Stated goal: Every line of the data must be copied exactly.

(Location labeling records)
## Begin

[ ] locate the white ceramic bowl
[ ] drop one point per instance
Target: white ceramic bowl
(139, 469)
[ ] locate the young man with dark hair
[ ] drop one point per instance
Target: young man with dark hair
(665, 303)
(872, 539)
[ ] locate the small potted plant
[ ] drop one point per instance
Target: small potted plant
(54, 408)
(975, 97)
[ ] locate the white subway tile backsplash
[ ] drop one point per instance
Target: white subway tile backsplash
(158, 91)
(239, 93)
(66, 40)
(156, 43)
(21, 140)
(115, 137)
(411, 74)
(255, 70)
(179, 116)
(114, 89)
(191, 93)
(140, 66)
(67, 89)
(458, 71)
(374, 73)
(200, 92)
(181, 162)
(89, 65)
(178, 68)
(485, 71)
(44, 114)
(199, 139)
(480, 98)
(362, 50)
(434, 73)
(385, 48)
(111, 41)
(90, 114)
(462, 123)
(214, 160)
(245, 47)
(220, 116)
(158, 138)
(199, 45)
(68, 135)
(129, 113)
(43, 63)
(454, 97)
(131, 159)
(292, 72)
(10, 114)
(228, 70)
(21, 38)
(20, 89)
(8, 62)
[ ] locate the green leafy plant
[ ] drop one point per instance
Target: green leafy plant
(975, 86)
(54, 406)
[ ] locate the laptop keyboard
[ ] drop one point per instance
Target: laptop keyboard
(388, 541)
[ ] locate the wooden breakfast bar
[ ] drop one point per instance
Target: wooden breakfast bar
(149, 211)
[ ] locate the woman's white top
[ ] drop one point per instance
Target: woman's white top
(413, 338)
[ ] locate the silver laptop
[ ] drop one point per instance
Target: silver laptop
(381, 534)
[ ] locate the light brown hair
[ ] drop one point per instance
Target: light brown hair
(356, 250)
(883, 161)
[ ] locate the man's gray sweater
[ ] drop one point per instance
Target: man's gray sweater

## End

Solution to this exercise:
[ ] locate the white ceramic bowl
[ ] drop one point per instance
Target: white ceramic bowl
(139, 469)
[ ] locate the young man with dark hair
[ ] drop one point per instance
Target: young man with dark hair
(665, 303)
(872, 539)
[ ] locate the small potted plant
[ ] drop one point per instance
Target: small potted plant
(54, 408)
(975, 97)
[ ] locate the white subway tile backsplash
[ ] drop one point per instance
Target: white subway tile backsplash
(158, 91)
(239, 93)
(66, 40)
(156, 43)
(21, 140)
(115, 137)
(411, 74)
(255, 70)
(179, 116)
(114, 89)
(191, 93)
(140, 66)
(67, 89)
(458, 71)
(374, 73)
(200, 92)
(181, 162)
(89, 65)
(178, 68)
(485, 71)
(44, 114)
(199, 139)
(480, 98)
(362, 50)
(434, 73)
(385, 48)
(111, 41)
(90, 114)
(462, 123)
(214, 160)
(245, 47)
(220, 116)
(158, 138)
(199, 45)
(68, 135)
(129, 113)
(43, 63)
(454, 97)
(131, 159)
(292, 72)
(10, 114)
(228, 70)
(21, 38)
(20, 89)
(8, 62)
[ ] locate the green leafy plant
[ ] drop one point per instance
Target: green leafy plant
(975, 86)
(54, 406)
[ ] locate the laptop keyboard
[ ] drop one point per instance
Target: laptop keyboard
(388, 541)
[ ] locate the wooden breakfast bar
[ ] drop one point per instance
Target: wooden breakfast bar
(149, 211)
[ ] locate the woman's white top
[ ] drop one point per instance
Target: woman's white top
(413, 338)
[ ] locate the silver laptop
[ ] drop one point per instance
Target: silver laptop
(381, 534)
[ ] locate the light brown hair
[ ] drop one point per instance
Target: light brown hair
(356, 250)
(883, 161)
[ ] locate the man's gray sweater
[ ] drop one point per instance
Target: man's gray sweater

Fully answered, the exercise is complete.